AIM → Substitute "single point" for every "single dot" in the listing below, and give the whole listing back with nothing else altered.

(Coordinate annotation records)

□ □ □ □ □

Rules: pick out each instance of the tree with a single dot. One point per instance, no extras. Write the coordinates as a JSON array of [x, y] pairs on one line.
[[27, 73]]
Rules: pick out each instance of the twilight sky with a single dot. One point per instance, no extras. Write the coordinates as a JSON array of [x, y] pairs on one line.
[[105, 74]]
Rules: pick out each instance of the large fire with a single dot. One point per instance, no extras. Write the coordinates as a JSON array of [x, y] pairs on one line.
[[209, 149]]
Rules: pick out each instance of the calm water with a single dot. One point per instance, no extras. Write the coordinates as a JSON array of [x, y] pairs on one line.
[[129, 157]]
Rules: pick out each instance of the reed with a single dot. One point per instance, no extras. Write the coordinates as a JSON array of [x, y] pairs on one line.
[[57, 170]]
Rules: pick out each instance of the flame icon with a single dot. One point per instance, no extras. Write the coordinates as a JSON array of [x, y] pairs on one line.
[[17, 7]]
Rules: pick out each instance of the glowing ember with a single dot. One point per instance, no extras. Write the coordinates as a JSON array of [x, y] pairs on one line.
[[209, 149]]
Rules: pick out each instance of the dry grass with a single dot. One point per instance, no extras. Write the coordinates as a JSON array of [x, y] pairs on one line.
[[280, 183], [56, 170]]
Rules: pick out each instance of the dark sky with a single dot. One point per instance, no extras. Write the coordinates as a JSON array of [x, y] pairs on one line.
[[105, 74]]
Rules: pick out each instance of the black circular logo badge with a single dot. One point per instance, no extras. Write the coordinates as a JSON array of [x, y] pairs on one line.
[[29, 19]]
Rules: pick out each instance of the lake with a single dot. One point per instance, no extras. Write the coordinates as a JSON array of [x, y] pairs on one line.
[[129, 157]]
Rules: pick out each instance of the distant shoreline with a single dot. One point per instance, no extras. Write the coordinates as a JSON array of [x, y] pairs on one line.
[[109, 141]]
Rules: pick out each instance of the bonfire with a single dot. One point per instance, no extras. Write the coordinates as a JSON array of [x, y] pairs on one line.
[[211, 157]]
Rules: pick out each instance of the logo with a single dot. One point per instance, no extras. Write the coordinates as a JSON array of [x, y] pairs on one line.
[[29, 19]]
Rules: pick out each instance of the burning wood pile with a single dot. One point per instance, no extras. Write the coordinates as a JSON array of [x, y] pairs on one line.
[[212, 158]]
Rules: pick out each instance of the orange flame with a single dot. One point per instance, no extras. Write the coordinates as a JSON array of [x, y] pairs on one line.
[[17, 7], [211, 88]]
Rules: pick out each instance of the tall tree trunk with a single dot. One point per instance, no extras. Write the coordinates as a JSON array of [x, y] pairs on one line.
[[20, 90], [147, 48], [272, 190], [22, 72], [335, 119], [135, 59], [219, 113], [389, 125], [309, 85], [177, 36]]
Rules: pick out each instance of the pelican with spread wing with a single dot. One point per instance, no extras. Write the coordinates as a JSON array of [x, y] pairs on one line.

□ □ □ □ □

RESULT →
Rules: pick out each instance of the tree with a single point. One point per instance, no extras. Write the coordinates as a JSON array of [x, y] pairs on one line.
[[27, 73]]
Rules: pick out each instance of the twilight sky with a single point. One point per instance, no extras. Write the coordinates as a JSON array of [x, y] pairs on one line.
[[105, 74]]
Rules: pick out each instance of the large fire with a single point. One point per instance, no extras. Write the coordinates as a JSON array of [x, y] pairs on one line.
[[209, 149]]
Rules: pick out each instance of the calm water with a single point. One point per instance, no extras. Write the coordinates as a JSON array of [x, y] pairs on one line.
[[129, 157]]
Rules: pick out each instance of the reed with a single point. One point per instance, no extras. Write the coordinates as a JSON array of [x, y] pairs on one line.
[[57, 170]]
Rules: pick out each instance of the flame icon with a single point. One point per instance, no extras. Write the coordinates as a JSON array of [x, y] pairs on one line.
[[17, 7]]
Rules: pick out each instance of the glowing ember with a single point. One point per instance, no extras. Write the coordinates as a JSON array of [x, y] pairs on one line.
[[209, 149]]
Rules: pick out each instance of the dry grass with a single point. One point per instance, no extras. Write the coordinates as a JSON array of [x, y] pairs on one line.
[[280, 183], [56, 170]]
Rules: pick out each instance of the dark sky with a single point. One point per instance, no extras. Write the coordinates as a JSON array of [x, y] pairs on one line.
[[105, 74]]
Rules: pick out each instance of the black circular logo badge with a single point. One point per instance, no extras. Write the coordinates as a JSON array of [x, y] pairs on one line.
[[29, 19]]
Rules: pick out each instance of the lake with a single point. One point per instance, no extras. Write the coordinates as a JSON array of [x, y] pairs on one line.
[[129, 157]]
Rules: pick out each instance of the distant shoreline with a single point. One point per instance, no extras. Write the coordinates as a JSON array of [x, y] pairs on one line.
[[109, 141]]
Rules: pick out each instance of the bonfire with a single point. One point per instance, no extras. Write the coordinates as a JSON array of [x, y] pairs on one line.
[[211, 157]]
Rules: pick out each instance of the logo with a single point. One point per instance, no extras. Write the coordinates as a JSON array of [x, y] pairs on one line.
[[29, 19]]
Rules: pick out each instance of the burning wood pile with a single point. One point per instance, no extras. Write the coordinates as a JSON array of [x, y] pairs on one line.
[[212, 158]]
Rules: pick out each instance of the orange flame with a single point. One point per instance, no extras. Write the coordinates as a JSON array of [x, y] pairs on one line.
[[17, 7], [211, 88]]
Rules: pick out each instance of the tall tree trunk with a single point. One point per instance, no extras. Write the coordinates as a JSON array of [x, y] pairs on one line.
[[20, 90], [147, 48], [272, 190], [22, 72], [335, 119], [135, 59], [219, 113], [389, 125], [309, 85], [177, 36]]
Rules: pick out each instance of the pelican with spread wing with a single point. One point per instance, no extras. Write the coordinates as a JSON array of [x, y] pairs on one line.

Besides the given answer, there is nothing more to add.